= SUPPLIED PASSAGE =
——————————

Threefoot Building on National Trust’s 2010 11 Most Endangered List

For those who haven’t heard, the National Trust announced its 2010 11 Most Endangered List today, and Meridian’s Threefoot Building made the list. It’s a dubious honor of course, but we can hope that the national attention to one of our state’s original skyscrapers will help move the renovation project back to the city’s list of priorities.

According to the National Trust:

Named for its owners, a successful German-American family in Meridian, the building was admired for its decorative polychrome terra cotta and granite exterior and lavish interior details, including marble flooring and wainscoting, cast-plaster walls and ceilings, and etched bronze elevator doors.

. . . .

——————————

Records excerpted from a collection
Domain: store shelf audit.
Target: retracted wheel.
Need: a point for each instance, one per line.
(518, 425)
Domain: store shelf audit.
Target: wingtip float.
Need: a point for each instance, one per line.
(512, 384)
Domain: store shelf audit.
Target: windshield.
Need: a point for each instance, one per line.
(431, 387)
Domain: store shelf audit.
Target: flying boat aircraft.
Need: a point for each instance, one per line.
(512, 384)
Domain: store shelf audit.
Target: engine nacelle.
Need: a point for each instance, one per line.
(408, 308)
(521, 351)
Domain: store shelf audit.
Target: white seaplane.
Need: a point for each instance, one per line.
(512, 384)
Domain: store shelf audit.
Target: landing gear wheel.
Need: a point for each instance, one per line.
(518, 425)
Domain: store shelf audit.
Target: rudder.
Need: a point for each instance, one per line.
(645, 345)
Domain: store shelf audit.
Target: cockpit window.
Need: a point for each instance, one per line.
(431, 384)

——————————

= DIRECTION 1 =
Extract a passage from the Threefoot Building post word for word. Begin at the words "Named for its" and stop after "bronze elevator doors.".
= DIRECTION 2 =
Please extract each line of the records that contains the string "Target", treating uppercase and lowercase as different.

= TASK OUTPUT 1 =
Named for its owners, a successful German-American family in Meridian, the building was admired for its decorative polychrome terra cotta and granite exterior and lavish interior details, including marble flooring and wainscoting, cast-plaster walls and ceilings, and etched bronze elevator doors.

= TASK OUTPUT 2 =
Target: retracted wheel.
Target: wingtip float.
Target: windshield.
Target: flying boat aircraft.
Target: engine nacelle.
Target: white seaplane.
Target: landing gear wheel.
Target: rudder.
Target: cockpit window.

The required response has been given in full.